### PEDIDO ESCRITO
De acordo com o excerto sobre Jaime Rocha, que prémio ganhou o romance Anotação do Mal e em que ano?

Jaime Rocha é um discreto e prolífico ficcionista-poeta-dramaturgo. O seu último romance, A Rapariga Sem Carne, é o terceiro volume de uma "Trilogia do Mal": a aventura de um homem só, à procura de uma saída.

Já não é jornalista, mas Jaime Rocha (n. 1949) ainda não consegue desligar-se do real, da notícia. "Todos os sons, os cheiros e os acontecimentos da realidade servem como tijolos para as paredes deste edifício", explica ao Ípsilon. "Isto tem muito a ver com o meu lado de homem de jornais. É uma coisa essencial para mim, ler o jornal, saber o que se passa no quotidiano."

Talvez por isso, cada capítulo deste A Rapariga sem Carne, o mais recente romance de um tríptico a que autor chamou "Trilogia do Mal", comece com essa ponte entre a ficção e o mundo: catástrofes, acidentes, a natureza do mal que nos rodeia. "É a alimentação do mal, o mal incorporado no acaso. A humanidade carrega um mal às costas e tem de aprender a viver com ele. Como se nascer fosse uma maldição. E, na nossa vida, o mal é muito mais forte e recorrente do que o bem."

É um imaginário que persegue o autor, o da tragédia. Talvez venha da infância, na Nazaré: "Vivi sempre dentro do luto, dentro das tragédias: os naufrágios, os mortos, os suicídios, o desaparecimento do corpo. Tudo à minha volta era tragédia, depois compensada com grandes momentos de festa: o Carnaval, a Páscoa, as festas de Verão."

Como as personagens, Jaime Rocha caminha silencioso, observa discreto e atento ao mundo. Tudo fica retido "na memória em imagens e palavras". Depois, prolífico, "uma parte vai para o teatro (a tragédia, a comédia); outra vai para a poesia (mais metafórica), e depois a prosa é uma parte intermédia que está entre a poesia e o teatro." Não, não é assim tão maniqueísta: é "quase orgânico", como se fosse "a cabeça por si a dividir as imagens".

Jaime Rocha diz não estar habituado a falar da sua obra como um todo, ainda que reconheça que ela (ficção, poesia, teatro) bebe num imaginário comum. Talvez por isso surjam tetralogias (a da "Assombração", por exemplo, que, em poesia, juntou Os que vão morrer, Zona de Caça, Lacrimatória e Necrophilia, publicados entre 2000 e 2010). Talvez por isso, ainda, este A Rapariga Sem Carne seja o terceiro (último?) volume de uma trilogia de que fazem parte A Loucura Branca (1990, reedição em 2001) e Anotação do Mal (2007), vencedor do PEN Clube de Ficção em 2008.

### DADOS FORNECIDOS

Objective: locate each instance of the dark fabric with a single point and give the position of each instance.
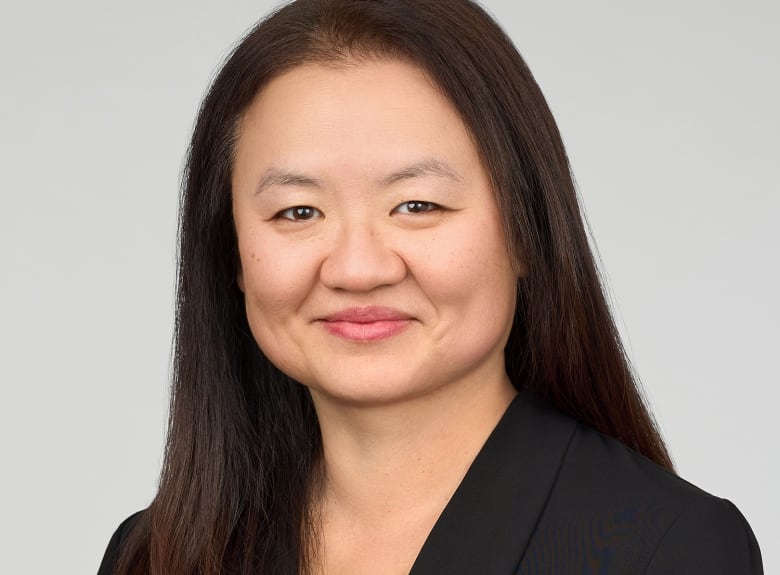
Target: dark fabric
(549, 496)
(580, 504)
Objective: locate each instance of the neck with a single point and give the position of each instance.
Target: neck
(390, 463)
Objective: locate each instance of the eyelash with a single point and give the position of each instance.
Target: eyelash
(416, 207)
(308, 213)
(291, 213)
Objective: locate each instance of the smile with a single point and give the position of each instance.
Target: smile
(367, 324)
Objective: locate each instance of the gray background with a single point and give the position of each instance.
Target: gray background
(670, 113)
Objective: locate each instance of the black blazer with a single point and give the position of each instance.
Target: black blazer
(549, 496)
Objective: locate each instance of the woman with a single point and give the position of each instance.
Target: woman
(393, 353)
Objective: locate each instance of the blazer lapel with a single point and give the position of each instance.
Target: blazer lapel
(486, 526)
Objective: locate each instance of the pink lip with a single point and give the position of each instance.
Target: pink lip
(370, 323)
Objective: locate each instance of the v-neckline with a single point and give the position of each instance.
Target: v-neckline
(486, 526)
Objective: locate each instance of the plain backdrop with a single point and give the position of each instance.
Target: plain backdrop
(670, 113)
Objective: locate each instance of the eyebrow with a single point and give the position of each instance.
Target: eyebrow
(426, 167)
(276, 177)
(430, 166)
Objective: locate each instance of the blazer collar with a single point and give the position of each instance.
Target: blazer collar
(486, 526)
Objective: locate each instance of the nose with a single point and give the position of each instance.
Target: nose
(360, 260)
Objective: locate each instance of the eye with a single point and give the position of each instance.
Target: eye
(299, 214)
(416, 207)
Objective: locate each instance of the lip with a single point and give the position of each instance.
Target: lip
(366, 323)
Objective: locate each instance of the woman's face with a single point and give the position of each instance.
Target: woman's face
(372, 255)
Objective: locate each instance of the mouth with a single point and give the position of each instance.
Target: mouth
(370, 323)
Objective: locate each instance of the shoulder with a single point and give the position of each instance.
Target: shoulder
(111, 555)
(628, 514)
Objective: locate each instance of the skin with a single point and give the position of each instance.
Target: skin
(376, 273)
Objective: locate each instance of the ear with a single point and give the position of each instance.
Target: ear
(240, 277)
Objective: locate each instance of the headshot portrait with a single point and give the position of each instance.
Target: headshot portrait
(388, 287)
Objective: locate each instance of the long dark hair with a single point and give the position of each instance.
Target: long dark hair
(243, 451)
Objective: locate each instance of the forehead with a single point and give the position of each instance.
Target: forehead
(365, 112)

### RESOLUÇÃO ESCRITA
Anotação do Mal venceu o PEN Clube de Ficção em 2008.